*** Opening of Extract ***

Garment Printing

A Window Into Fashion Production and Digital Technologies with Jenny Holloway of Fashion Enter

by FESPA | 22/06/2020
A Window Into Fashion Production and Digital Technologies with Jenny Holloway of Fashion Enter

As the global health crisis plays out the impact for manufacturers across the world remains significant, the supply chains are fractured, and Retail has changed forever. For the Fashion Industry Covid will be a catalyst for change, and it’s estimated that 80% of the industry is currently in distress – McKinsey & Company.

We are in unchartered territory and face an uncertain future. However, out of adversity comes opportunity, and the crisis does present a sequence of events that will undoubtably accelerate change. The digitization of the supply chain is now a priority in order to avert risk, from design through to production and onto retail - digital technologies offer both the transparency and the technologies that are essential for agile manufacturing.

*** Close of Extract ***
*** Opening of Provided material ***

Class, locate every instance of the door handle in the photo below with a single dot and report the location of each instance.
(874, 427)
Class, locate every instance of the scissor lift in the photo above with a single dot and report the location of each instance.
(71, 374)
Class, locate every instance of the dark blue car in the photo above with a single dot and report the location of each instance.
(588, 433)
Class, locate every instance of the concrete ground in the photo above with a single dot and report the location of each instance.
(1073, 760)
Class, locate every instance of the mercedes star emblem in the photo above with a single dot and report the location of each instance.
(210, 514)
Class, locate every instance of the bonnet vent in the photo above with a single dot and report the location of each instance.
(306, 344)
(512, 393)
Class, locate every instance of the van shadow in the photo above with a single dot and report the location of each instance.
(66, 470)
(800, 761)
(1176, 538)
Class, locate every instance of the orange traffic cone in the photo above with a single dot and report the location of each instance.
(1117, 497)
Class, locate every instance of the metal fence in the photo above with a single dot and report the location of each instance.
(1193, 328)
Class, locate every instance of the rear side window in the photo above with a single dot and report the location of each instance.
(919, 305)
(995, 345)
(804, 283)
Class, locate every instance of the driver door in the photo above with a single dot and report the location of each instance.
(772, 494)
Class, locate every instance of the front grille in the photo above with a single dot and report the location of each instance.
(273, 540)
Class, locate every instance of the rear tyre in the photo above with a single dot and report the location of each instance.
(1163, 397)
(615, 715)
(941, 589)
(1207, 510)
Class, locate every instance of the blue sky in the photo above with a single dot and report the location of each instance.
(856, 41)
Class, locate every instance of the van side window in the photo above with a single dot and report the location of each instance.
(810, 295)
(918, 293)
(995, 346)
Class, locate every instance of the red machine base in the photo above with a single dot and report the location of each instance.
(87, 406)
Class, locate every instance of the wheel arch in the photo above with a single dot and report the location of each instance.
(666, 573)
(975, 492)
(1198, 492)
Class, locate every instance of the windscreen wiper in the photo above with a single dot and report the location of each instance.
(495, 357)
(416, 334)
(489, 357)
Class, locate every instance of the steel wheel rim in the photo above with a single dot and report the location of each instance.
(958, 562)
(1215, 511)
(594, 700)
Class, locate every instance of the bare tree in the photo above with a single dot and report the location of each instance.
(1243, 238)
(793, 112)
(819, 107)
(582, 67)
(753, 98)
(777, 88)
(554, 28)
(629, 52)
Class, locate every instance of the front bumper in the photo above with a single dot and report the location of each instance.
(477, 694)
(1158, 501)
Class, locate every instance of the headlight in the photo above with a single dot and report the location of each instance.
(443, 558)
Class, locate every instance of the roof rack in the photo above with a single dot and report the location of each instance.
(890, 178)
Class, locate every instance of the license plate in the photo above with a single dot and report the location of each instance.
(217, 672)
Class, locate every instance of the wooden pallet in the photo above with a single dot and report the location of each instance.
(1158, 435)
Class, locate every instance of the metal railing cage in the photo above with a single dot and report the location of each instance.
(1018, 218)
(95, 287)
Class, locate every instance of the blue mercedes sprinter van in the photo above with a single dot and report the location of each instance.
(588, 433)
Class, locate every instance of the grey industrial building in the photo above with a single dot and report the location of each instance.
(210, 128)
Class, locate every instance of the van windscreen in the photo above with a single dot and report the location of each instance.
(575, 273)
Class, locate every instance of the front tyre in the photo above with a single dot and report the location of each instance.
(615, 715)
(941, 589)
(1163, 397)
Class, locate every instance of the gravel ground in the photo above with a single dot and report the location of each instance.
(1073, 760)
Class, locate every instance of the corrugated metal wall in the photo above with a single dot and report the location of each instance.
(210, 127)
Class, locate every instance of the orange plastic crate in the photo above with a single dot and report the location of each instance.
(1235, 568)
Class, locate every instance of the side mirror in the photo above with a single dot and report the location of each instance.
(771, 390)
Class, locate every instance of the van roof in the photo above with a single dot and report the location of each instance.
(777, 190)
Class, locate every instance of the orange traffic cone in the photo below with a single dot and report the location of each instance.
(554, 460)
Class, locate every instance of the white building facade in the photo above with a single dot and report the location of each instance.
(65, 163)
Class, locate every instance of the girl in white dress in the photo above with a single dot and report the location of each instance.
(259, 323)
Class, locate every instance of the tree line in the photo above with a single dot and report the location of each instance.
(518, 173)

*** Close of Provided material ***

Task prompt:
How might the article on Covid, fashion production and digital technologies carry on past its final paragraph? Write the next stretch of it.

Reply to the exercise:
 
In our most recent podcast Fespa Textile Ambassador Debbie Mckeegan interviewed Jenny Holloway, CEO of Fashion Enter, a social enterprise. Jenny has a lifetimes experience within the Fashion Industry. Working as a senior buyer for many years she has a unique insight into the sector and its politics and practices. Moving on to found Fashion Enter 12 years ago, Jenny is a champion of British manufacturing and an advocate for ethical supply. Her factory based in the heart of London supply’s sewn garments to retail brands across the UK.
 
At the onset of the crisis Jenny and her team moved instinctively to protect the business. As a core supplier to the high street, production was about to slow and the shop floor needed sewn production if the workforce were to be retained. As a British business, Fashion Enter have a close working relationship with their customers, and quickly sort to renegotiate orders, supply’s and deliveries. Pivoting production early on in the pandemic to supply 20,000 items of PPE per week.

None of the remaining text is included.